YOUR GOAL -> Your output should be every line below, copied exactly.

:: INFORMATION SHOWN

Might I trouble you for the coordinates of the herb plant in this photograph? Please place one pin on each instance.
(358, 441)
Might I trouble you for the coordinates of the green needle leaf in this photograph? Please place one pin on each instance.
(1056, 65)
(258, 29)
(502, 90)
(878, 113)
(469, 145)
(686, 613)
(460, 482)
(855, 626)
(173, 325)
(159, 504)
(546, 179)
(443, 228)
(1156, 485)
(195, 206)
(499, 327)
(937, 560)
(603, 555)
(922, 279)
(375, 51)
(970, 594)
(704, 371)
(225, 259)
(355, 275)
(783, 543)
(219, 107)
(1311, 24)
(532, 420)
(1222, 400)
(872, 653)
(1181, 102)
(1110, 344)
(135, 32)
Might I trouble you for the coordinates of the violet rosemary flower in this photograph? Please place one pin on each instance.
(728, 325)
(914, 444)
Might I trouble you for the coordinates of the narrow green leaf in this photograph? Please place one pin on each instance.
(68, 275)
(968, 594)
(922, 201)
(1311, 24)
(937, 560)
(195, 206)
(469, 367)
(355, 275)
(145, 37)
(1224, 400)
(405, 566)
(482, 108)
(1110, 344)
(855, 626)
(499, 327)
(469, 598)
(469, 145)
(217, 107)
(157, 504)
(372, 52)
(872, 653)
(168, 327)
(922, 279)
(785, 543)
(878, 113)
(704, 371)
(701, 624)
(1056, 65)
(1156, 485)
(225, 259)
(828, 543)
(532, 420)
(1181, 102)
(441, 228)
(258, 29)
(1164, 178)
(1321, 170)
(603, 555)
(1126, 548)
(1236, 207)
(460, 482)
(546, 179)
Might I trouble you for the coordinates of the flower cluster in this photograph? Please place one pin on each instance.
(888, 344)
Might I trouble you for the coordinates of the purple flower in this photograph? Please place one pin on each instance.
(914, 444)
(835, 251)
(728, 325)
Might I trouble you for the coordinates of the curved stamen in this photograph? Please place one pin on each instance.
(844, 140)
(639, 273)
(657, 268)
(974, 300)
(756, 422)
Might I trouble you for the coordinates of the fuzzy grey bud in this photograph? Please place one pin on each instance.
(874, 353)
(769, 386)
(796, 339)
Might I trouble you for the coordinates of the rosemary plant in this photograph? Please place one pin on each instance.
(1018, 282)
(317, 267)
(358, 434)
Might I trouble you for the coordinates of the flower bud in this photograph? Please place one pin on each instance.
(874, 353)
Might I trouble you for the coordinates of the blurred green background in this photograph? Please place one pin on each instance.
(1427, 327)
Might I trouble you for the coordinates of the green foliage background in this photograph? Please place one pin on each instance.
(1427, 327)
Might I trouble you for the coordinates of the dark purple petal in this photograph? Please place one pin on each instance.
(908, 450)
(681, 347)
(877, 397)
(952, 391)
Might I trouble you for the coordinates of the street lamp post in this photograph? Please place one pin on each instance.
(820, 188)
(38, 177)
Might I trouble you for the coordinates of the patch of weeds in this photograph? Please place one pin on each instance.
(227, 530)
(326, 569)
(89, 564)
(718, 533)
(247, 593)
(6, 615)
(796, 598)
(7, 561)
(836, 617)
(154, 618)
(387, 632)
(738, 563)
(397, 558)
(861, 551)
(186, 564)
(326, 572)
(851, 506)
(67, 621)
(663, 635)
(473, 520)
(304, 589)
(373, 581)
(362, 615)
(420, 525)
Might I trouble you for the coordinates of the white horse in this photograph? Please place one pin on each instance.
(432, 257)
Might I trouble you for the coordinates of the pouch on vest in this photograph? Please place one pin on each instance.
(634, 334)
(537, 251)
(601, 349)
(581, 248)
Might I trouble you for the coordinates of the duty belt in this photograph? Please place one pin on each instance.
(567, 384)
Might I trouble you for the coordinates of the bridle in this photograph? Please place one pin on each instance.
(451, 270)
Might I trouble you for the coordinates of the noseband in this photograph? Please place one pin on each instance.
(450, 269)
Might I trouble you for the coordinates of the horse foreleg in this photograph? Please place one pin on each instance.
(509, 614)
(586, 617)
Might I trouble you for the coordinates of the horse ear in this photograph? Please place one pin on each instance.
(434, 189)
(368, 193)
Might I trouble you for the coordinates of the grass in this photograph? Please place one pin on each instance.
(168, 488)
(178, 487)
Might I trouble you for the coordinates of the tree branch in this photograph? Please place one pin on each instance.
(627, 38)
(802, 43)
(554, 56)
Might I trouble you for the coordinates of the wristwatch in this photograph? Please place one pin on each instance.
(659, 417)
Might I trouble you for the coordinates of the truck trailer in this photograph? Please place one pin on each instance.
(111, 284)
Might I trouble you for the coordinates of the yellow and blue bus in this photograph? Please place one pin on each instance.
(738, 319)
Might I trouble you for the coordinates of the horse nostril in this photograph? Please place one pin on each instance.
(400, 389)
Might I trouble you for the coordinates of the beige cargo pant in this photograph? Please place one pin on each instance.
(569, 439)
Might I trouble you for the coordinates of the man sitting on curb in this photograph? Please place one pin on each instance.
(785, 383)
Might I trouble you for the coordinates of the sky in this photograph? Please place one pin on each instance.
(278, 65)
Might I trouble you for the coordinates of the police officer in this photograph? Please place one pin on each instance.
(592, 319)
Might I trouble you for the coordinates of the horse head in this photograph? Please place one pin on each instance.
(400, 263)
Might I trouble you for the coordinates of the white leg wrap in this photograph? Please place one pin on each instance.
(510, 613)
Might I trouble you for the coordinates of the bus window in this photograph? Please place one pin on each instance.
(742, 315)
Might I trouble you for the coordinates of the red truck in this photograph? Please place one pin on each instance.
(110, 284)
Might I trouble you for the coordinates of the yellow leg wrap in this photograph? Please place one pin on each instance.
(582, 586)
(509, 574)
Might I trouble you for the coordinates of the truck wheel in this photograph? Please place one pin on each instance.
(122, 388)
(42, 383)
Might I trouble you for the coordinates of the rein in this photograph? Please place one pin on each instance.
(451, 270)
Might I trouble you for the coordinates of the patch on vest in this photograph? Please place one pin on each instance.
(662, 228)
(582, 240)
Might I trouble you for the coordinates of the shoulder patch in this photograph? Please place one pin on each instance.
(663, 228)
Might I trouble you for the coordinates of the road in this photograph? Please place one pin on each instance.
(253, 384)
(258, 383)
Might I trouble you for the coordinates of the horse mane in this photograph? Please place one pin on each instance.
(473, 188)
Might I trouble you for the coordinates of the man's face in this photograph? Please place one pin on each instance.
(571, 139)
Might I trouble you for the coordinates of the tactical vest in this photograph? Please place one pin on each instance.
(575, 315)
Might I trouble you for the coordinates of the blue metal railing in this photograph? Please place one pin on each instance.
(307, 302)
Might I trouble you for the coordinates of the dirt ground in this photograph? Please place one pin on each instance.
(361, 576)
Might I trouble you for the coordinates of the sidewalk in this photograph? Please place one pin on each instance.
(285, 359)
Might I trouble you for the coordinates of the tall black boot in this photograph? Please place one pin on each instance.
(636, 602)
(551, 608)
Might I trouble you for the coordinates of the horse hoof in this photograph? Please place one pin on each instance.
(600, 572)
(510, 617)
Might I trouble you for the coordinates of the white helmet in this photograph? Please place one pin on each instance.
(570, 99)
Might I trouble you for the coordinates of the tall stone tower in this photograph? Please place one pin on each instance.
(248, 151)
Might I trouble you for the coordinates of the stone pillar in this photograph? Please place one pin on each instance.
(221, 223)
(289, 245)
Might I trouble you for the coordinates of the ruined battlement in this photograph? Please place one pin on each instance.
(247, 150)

::::

TASK RESPONSE ->
Might I trouble you for the coordinates of the herb plant in this photograph? Please place one pin on each instance.
(358, 441)
Might I trouble you for the coordinates of the green needle leaf in this photograph? Please place one pin on each instance.
(1056, 65)
(258, 29)
(502, 90)
(878, 113)
(469, 145)
(686, 613)
(460, 482)
(855, 626)
(173, 325)
(159, 504)
(546, 179)
(443, 228)
(1156, 485)
(195, 206)
(499, 327)
(937, 560)
(603, 555)
(922, 279)
(375, 51)
(970, 594)
(704, 371)
(225, 259)
(355, 275)
(783, 543)
(219, 107)
(1311, 24)
(532, 420)
(1222, 400)
(872, 653)
(1181, 102)
(1110, 344)
(135, 32)
Might I trouble you for the coordinates of the violet rosemary flower in this photograph? Please place one pin on each instance.
(728, 325)
(914, 444)
Might I trouble you for the coordinates of the narrow green leaf in this photograph? Please place one pin on each instance.
(68, 275)
(968, 594)
(922, 201)
(1311, 24)
(937, 560)
(195, 206)
(469, 367)
(355, 275)
(145, 37)
(1224, 400)
(405, 566)
(482, 108)
(1110, 344)
(855, 626)
(499, 327)
(469, 598)
(469, 145)
(217, 107)
(157, 504)
(372, 52)
(872, 653)
(168, 327)
(922, 279)
(785, 543)
(878, 113)
(704, 371)
(701, 624)
(1056, 65)
(1156, 485)
(225, 259)
(828, 543)
(532, 420)
(1181, 102)
(441, 228)
(258, 29)
(1164, 178)
(1321, 170)
(603, 555)
(1126, 548)
(1236, 207)
(460, 482)
(546, 179)
Might I trouble you for the coordinates of the flower cluster in this photograph? Please place one pin on each instance.
(888, 344)
Might I trouble you for the coordinates of the purple flower in this photograph? Please place one pin on each instance.
(914, 444)
(835, 251)
(728, 325)
Might I trouble you for the coordinates of the curved stamen in this photograph? Please place one pin on each instance.
(844, 140)
(639, 273)
(657, 268)
(974, 300)
(756, 422)
Might I trouble you for the coordinates of the fuzzy grey bud in this photograph? Please place one pin on each instance.
(874, 353)
(769, 386)
(796, 339)
Might I trouble you for the coordinates of the rosemary plant in this photograph? Please place one pin on each instance.
(1018, 282)
(317, 267)
(358, 434)
Might I trouble you for the coordinates of the flower bud in this photograph? Please place one pin on each instance.
(874, 353)
Might I trouble you for the coordinates of the blurred green background in this photograph? Please place one pin on each instance.
(1427, 327)
Might I trouble you for the coordinates of the green foliage background in this photograph? Please place one pin on each instance.
(1427, 327)
Might I trouble you for the coordinates of the dark purple petal in this photograph? Please place one pin on each instance.
(908, 450)
(681, 347)
(877, 397)
(952, 391)
Might I trouble you for the coordinates of the street lamp post in this photograph? Please place one pin on each instance.
(820, 188)
(38, 177)
Might I trouble you for the coordinates of the patch of weeds in this photograph? Please place one pin on each instance.
(227, 530)
(326, 569)
(89, 564)
(718, 533)
(247, 593)
(6, 615)
(796, 598)
(7, 561)
(836, 617)
(154, 618)
(387, 632)
(738, 563)
(397, 558)
(861, 551)
(186, 564)
(326, 572)
(851, 506)
(67, 621)
(663, 635)
(473, 520)
(304, 589)
(373, 581)
(362, 615)
(420, 525)
Might I trouble you for the coordinates of the white horse in this photograph? Please place one pin on each instance.
(432, 257)
Might I trouble you for the coordinates of the pouch on vest in this photograph? Please place one pin on each instance.
(634, 334)
(537, 251)
(601, 349)
(581, 248)
Might I trouble you for the coordinates of the duty belt in this photograph? Please place one pin on each instance.
(567, 384)
Might I trouble you for the coordinates of the bridle in this photograph? Please place one pin on each instance.
(451, 270)
Might I trouble you for the coordinates of the noseband in this photograph? Please place one pin on each instance.
(450, 269)
Might I trouble you for the coordinates of the horse foreleg in this photograph? Please place one pin on each instance.
(509, 614)
(586, 617)
Might I trouble you for the coordinates of the horse ear in this photograph? Please place one pin on each instance.
(434, 189)
(368, 193)
Might I trouble you for the coordinates of the grass in this photograph? Please place one pin on each instance.
(168, 488)
(178, 487)
Might I trouble you for the coordinates of the tree branch in this photograph? Please place one pin on each instance.
(627, 38)
(802, 43)
(554, 56)
Might I trouble you for the coordinates of the wristwatch in this photograph? Please place one pin on each instance.
(659, 417)
Might I trouble you for the coordinates of the truck trailer in this photograph? Please place one pin on each instance.
(111, 284)
Might I trouble you for the coordinates of the yellow and blue bus in this photograph? Please place one pin on each instance.
(738, 319)
Might I trouble you for the coordinates of the horse nostril in this photograph? Please place one pin on each instance.
(400, 389)
Might I trouble you for the coordinates of the beige cargo pant in this photograph? Please place one pin on each instance.
(569, 439)
Might I trouble you for the coordinates of the man sitting on curb in this photograph? Please place one pin on each instance.
(785, 383)
Might I trouble you for the coordinates of the sky in this photograph? Please place one pin on each instance.
(278, 65)
Might I trouble you for the coordinates of the police officer in this photograph? Please place one pin on each instance.
(592, 319)
Might I trouble you for the coordinates of the horse head in this photograph? Please place one pin on each instance.
(400, 263)
Might I trouble you for the coordinates of the white leg wrap in this photograph? Please place one pin on each instance.
(510, 613)
Might I trouble you for the coordinates of the bus window in this photograph? Please place one pin on each instance.
(742, 315)
Might I trouble you for the coordinates of the red truck in this photograph? Please place one pin on each instance.
(110, 284)
Might I trouble you for the coordinates of the yellow leg wrap in this photograph? Please place one pin on each instance.
(582, 586)
(509, 574)
Might I trouble you for the coordinates of the truck wheel in this photograph? Please place one pin on each instance.
(122, 388)
(42, 383)
Might I trouble you for the coordinates of the rein in this photograph? Please place one pin on each instance.
(451, 270)
Might I trouble you for the coordinates of the patch on vest in this photograph? Please place one pin on each instance.
(662, 228)
(582, 240)
Might I trouble you for the coordinates of the shoulder patch in this photograph? Please place one pin on each instance.
(663, 228)
Might I trouble you for the coordinates of the road in this photograph? Please place one pin on each instance.
(253, 384)
(258, 383)
Might I trouble you for the coordinates of the horse mane in this photograph? Please place one pin on each instance.
(473, 188)
Might I trouble you for the coordinates of the man's face in this photograph? Please place one pin on each instance.
(571, 139)
Might I trouble you for the coordinates of the tactical vest in this photograph? Please place one pin on each instance.
(575, 315)
Might I trouble you for the coordinates of the blue metal railing in this photograph? Please place one pin on each instance.
(307, 302)
Might I trouble you for the coordinates of the dirt ground in this photograph? Please place one pin on each instance.
(361, 576)
Might I trouble you for the coordinates of the sidewalk in this photograph? Please place one pin on each instance.
(285, 359)
Might I trouble you for the coordinates of the tall black boot in this photograph? Please place one pin on each instance.
(636, 602)
(551, 608)
Might I trouble you for the coordinates of the horse hoof in this photograph? Please place one pin on each instance.
(600, 572)
(510, 617)
Might I trouble you for the coordinates of the white helmet in this photograph? Please place one pin on each instance.
(570, 99)
Might I trouble you for the coordinates of the tall stone tower in this photograph? Please place one pin on each instance.
(248, 151)
Might I trouble you for the coordinates of the stone pillar in this photograph? Please place one pin on each instance.
(221, 223)
(289, 245)
Might I trouble you for the coordinates of the ruined battlement in this photograph? Please place one pin on each instance.
(247, 150)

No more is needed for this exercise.